How many lines in the records below contain the word "instance"? Answer with the number alone.

+++ DATA FOR ANALYSIS +++

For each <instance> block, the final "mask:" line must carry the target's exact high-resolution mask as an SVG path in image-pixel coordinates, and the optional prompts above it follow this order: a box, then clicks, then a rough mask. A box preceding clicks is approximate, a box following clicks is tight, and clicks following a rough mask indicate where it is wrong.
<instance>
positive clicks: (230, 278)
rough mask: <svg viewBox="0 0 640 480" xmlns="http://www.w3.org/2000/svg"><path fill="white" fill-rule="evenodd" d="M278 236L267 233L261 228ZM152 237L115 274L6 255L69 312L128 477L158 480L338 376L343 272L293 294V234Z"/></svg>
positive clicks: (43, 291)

+++

- _ANSWER SPACE_
2